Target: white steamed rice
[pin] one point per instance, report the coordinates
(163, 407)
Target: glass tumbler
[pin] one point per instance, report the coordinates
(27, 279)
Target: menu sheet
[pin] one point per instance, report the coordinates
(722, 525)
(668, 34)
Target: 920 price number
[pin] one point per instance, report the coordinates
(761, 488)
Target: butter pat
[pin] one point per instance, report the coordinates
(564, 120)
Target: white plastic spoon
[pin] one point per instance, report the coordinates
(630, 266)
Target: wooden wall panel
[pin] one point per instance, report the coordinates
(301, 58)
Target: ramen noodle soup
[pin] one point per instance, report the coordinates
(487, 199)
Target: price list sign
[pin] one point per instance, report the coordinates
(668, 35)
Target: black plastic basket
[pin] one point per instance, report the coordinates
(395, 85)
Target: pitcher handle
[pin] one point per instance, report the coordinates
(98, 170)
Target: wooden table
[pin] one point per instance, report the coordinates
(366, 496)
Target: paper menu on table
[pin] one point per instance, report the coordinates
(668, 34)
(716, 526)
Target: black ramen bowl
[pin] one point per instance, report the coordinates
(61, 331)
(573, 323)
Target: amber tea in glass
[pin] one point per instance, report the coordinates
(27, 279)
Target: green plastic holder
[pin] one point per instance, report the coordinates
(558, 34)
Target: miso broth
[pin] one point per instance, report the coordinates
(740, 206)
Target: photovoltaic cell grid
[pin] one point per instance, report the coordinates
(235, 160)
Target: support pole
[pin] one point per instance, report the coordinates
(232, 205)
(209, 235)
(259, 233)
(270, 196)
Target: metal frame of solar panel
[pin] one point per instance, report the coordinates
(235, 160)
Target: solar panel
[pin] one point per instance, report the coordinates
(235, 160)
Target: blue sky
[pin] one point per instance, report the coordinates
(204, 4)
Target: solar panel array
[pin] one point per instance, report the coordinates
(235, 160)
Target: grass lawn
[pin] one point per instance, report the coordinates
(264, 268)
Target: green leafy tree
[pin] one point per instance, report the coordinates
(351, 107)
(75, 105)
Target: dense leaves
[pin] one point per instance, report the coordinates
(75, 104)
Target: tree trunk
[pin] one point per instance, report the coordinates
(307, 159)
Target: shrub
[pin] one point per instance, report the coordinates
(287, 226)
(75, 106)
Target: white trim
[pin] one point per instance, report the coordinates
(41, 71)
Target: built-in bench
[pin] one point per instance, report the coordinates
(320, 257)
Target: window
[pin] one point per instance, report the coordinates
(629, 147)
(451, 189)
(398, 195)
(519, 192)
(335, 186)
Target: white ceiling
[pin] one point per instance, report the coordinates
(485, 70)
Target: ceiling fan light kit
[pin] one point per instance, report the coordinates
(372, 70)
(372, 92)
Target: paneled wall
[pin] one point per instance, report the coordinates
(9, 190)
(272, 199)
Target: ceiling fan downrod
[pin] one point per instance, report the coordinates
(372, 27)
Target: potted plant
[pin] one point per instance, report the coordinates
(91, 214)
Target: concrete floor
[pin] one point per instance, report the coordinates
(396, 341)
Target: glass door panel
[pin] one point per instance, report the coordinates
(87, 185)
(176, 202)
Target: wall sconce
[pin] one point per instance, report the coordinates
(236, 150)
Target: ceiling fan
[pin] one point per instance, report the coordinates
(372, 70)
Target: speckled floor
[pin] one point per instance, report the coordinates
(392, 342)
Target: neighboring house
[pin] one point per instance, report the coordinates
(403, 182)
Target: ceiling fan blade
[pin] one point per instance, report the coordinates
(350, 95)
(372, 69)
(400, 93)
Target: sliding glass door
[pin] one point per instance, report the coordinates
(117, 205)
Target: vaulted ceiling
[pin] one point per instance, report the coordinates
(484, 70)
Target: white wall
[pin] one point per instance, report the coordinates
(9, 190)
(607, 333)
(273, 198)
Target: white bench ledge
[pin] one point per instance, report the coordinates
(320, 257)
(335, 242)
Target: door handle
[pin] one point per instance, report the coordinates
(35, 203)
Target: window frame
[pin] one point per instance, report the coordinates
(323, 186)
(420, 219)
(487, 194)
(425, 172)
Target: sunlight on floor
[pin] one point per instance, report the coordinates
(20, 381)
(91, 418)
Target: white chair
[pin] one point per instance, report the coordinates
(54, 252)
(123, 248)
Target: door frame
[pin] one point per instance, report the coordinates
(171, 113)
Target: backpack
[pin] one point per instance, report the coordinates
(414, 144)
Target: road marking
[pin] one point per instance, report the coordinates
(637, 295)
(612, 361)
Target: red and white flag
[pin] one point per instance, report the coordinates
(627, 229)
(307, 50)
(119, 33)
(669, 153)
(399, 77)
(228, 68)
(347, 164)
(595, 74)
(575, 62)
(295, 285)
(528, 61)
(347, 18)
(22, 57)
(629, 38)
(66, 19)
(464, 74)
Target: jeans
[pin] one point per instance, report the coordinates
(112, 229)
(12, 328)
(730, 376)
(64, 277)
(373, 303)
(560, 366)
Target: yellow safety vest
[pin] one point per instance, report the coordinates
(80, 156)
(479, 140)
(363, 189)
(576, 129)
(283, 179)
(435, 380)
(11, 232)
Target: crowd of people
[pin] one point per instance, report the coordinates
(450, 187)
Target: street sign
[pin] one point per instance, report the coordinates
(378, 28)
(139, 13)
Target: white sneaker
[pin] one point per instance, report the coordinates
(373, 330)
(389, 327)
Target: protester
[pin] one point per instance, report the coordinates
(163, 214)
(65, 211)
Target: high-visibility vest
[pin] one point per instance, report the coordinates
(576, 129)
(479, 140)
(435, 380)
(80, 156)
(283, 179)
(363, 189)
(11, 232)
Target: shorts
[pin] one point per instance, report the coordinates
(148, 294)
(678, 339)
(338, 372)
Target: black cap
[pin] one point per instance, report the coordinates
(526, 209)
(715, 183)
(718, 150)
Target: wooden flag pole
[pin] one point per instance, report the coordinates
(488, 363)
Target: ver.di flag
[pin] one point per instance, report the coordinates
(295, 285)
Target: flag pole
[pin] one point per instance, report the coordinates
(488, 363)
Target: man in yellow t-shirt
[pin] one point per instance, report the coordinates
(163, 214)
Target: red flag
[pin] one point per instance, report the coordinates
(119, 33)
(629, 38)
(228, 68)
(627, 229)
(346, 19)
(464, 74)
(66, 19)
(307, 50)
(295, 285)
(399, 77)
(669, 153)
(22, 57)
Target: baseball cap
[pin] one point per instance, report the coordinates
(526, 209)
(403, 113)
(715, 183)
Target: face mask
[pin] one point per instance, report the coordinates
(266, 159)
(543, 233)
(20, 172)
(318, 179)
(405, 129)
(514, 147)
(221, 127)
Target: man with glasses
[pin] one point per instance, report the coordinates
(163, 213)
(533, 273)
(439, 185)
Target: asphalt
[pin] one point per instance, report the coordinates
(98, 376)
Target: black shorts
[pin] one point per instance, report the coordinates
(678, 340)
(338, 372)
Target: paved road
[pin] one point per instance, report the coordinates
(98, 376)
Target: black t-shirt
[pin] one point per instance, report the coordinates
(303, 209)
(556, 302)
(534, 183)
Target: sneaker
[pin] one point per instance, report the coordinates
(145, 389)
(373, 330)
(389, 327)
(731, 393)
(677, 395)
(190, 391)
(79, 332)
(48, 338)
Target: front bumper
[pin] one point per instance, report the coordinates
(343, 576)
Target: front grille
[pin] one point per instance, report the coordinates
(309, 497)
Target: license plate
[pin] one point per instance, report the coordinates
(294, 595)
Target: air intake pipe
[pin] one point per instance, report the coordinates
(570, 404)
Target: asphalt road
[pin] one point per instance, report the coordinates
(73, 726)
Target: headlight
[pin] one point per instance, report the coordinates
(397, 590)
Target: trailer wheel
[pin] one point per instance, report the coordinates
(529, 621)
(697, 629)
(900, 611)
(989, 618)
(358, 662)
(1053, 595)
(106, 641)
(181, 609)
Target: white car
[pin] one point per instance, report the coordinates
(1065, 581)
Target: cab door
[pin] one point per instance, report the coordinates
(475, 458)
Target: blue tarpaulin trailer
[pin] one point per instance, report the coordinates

==*==

Output the lines of the records exactly, from the line containing "Target: cab door" through the end of the records, including both ends.

Answer to the exercise:
Target: cab door
[pin] one point per instance, report the coordinates
(475, 458)
Target: blue tarpaulin trailer
[pin] one point per instance, report the coordinates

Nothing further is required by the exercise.